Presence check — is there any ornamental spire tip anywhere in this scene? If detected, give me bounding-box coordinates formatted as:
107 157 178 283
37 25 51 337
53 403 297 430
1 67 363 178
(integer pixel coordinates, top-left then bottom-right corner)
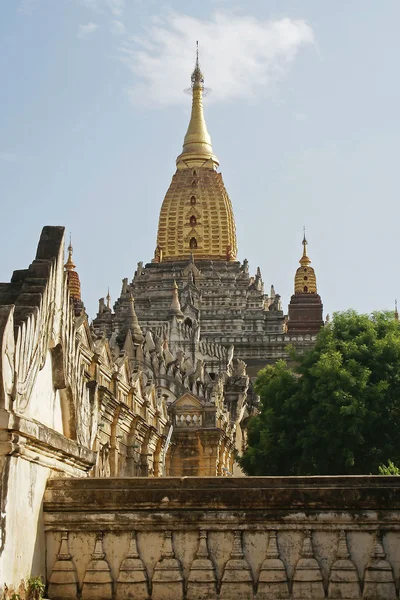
65 233 75 271
177 42 218 168
299 228 311 267
191 41 203 87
· · ·
● **What you are asked to do**
Give again, word for word, the lines above from the one with "(integer pixel coordinates, top-left" through the final line of the data, both ends included. Do not copy any picture.

● **Answer below**
(integer pixel coordinates, top-left then bottom-right corner)
65 233 75 271
177 42 218 168
299 228 311 267
191 41 203 87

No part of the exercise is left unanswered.